> [Assigned task]
Once the data has been read, return all of it precisely as written.

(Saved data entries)

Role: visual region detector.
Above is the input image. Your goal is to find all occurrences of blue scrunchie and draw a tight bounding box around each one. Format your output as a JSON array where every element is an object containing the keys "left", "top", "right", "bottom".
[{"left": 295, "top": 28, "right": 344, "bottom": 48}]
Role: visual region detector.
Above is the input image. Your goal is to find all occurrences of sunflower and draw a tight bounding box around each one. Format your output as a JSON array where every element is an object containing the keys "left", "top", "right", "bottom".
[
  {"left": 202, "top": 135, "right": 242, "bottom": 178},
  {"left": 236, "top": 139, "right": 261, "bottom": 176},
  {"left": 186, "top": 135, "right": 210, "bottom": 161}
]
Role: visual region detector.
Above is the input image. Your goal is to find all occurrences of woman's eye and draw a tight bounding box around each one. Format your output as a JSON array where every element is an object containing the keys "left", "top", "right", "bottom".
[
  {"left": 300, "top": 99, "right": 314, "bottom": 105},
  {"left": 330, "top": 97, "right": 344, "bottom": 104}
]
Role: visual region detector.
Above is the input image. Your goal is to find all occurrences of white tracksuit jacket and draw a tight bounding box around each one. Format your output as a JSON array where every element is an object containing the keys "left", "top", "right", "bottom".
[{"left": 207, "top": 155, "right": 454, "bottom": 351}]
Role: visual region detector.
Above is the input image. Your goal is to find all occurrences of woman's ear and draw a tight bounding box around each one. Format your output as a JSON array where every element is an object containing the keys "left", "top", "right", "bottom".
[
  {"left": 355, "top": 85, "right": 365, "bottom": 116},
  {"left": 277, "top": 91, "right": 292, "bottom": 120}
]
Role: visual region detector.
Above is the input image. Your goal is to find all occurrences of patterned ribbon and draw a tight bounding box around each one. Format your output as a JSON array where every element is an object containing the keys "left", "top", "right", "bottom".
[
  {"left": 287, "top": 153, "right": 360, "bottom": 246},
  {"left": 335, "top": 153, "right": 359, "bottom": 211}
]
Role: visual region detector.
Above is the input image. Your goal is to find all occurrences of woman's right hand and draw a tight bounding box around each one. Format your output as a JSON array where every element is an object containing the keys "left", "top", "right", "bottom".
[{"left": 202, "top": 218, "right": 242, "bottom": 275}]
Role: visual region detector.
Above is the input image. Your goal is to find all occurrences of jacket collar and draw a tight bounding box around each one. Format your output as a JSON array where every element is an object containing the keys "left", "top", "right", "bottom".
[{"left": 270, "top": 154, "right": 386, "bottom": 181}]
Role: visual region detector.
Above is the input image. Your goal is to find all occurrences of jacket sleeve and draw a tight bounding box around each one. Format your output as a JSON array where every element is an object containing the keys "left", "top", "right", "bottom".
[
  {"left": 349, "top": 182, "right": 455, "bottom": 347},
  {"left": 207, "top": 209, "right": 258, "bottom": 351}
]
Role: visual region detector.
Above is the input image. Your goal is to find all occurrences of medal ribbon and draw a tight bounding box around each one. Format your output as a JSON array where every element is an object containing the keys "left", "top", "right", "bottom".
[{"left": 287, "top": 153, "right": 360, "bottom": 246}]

> [Answer to this task]
Role: visual region detector.
Above is the input image. Your goal is to find all occurrences of blue scrunchie and draw a tight bounding box around each one. Format your output as a JSON array where every element is an object containing the keys "left", "top", "right", "bottom".
[{"left": 295, "top": 28, "right": 344, "bottom": 48}]
Role: visual region detector.
Above is the input image. Your goal is to find all occurrences of sunflower and draw a tight bounding box around each one. Format your output as a JSON array where every element is an object containing the keys "left", "top", "right", "bottom".
[
  {"left": 202, "top": 135, "right": 242, "bottom": 178},
  {"left": 236, "top": 139, "right": 261, "bottom": 176},
  {"left": 186, "top": 135, "right": 210, "bottom": 161}
]
Role: visual region detector.
Above is the input image. Your goal is to find all occurrences of woman's eye and draw a tight bounding box around each one. Format your output as a JSON array where every element is an object containing the keys "left", "top", "right", "bottom".
[
  {"left": 300, "top": 99, "right": 314, "bottom": 105},
  {"left": 330, "top": 97, "right": 344, "bottom": 104}
]
Role: visual region detector.
Above is the input image. Your goal is to find all occurrences of white tracksuit jacket and draw a tight bounding box around each one. Format your output as a JSON array where every element is an object containing the keys "left", "top", "right", "bottom".
[{"left": 207, "top": 155, "right": 454, "bottom": 351}]
Role: visual region detector.
Above is the input image. Your goal is to find all occurrences of woman's ear and draw a tight bounding box around each one. Format your output as a JSON array where every element is an object containing the keys "left", "top", "right", "bottom".
[
  {"left": 355, "top": 85, "right": 365, "bottom": 116},
  {"left": 277, "top": 91, "right": 292, "bottom": 120}
]
Role: visual region detector.
Above is the input image. Your goal is to find all occurrences of patterned ribbon and draw a tight bounding box around each one. Format your output as a JSON array where every element is an object containing the keys "left", "top", "right", "bottom".
[
  {"left": 287, "top": 153, "right": 360, "bottom": 246},
  {"left": 335, "top": 153, "right": 359, "bottom": 211}
]
Role: visual region detector.
Above is the input image. Your goal is to find all occurrences of woman's right hand and draw a tight bounding box around each one. Format your output as a JSON array where every element is an object containing the keys "left", "top", "right", "bottom".
[{"left": 202, "top": 218, "right": 242, "bottom": 275}]
Role: visual region detector.
Above is the input image. Your goal is to find all occurrences of jacket collar and draw a tight bounding box around each one. Format your output as a JSON array where every element is an object containing the keys "left", "top", "right", "bottom".
[{"left": 270, "top": 154, "right": 386, "bottom": 181}]
Role: visual region detector.
Above is the input image. Your goal is to find all occurrences of jacket sleeve and draw a tight bounding box around each one. Format your output as a JSON array where every element is an object containing the keys "left", "top", "right", "bottom".
[
  {"left": 349, "top": 182, "right": 455, "bottom": 347},
  {"left": 207, "top": 209, "right": 258, "bottom": 351}
]
Role: visual region detector.
Above is the input image. Your goal is to find all occurrences of medal ribbon and draw a tight bounding box around each one. Format your output as a JSON array where every element is an object containing the keys "left", "top", "right", "bottom".
[{"left": 287, "top": 153, "right": 360, "bottom": 246}]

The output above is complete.